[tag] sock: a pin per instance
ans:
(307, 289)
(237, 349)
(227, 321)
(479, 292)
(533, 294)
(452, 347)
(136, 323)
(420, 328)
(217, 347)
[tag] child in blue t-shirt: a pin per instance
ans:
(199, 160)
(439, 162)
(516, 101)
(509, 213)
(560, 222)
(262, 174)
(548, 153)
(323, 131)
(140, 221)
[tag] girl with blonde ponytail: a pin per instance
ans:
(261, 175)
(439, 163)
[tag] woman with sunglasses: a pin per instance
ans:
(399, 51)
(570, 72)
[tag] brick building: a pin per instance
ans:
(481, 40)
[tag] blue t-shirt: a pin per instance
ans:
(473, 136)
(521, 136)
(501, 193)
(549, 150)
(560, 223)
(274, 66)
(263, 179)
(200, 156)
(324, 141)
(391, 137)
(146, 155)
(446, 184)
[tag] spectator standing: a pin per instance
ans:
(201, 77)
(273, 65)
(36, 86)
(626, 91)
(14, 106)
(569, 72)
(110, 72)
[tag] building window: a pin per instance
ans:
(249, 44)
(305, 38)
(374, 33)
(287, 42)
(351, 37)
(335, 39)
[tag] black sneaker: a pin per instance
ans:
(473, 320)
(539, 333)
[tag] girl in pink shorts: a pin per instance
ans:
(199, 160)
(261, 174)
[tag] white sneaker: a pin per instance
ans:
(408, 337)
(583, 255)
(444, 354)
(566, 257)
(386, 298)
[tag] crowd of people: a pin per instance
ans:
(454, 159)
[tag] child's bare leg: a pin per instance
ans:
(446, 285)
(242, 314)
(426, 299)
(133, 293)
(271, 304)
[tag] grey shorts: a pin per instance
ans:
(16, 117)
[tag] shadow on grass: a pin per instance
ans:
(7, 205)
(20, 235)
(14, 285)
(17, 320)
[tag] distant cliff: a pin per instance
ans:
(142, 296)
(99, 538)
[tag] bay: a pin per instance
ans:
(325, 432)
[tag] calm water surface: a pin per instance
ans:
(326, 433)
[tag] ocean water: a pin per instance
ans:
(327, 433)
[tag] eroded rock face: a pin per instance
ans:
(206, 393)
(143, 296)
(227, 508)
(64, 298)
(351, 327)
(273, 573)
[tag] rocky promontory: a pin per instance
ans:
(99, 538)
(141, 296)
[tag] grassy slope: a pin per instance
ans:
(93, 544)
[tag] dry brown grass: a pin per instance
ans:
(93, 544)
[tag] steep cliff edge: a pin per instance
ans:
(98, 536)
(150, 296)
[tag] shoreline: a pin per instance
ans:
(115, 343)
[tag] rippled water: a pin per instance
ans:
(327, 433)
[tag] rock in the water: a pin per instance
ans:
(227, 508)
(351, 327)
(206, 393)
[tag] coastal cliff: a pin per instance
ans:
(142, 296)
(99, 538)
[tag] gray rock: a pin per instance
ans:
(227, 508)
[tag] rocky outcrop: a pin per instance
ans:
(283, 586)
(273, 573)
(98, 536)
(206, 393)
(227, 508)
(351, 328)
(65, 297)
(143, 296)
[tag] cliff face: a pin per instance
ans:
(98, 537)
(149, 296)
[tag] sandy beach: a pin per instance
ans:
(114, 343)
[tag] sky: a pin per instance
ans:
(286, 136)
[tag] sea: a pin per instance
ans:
══════════════════════════════
● REQUIRED WORK
If a line above contains the word "blue", list it.

● COMPLETED TASK
[tag] child in blue t-shirt: a pin per instance
[tag] blue t-shirt: a pin per instance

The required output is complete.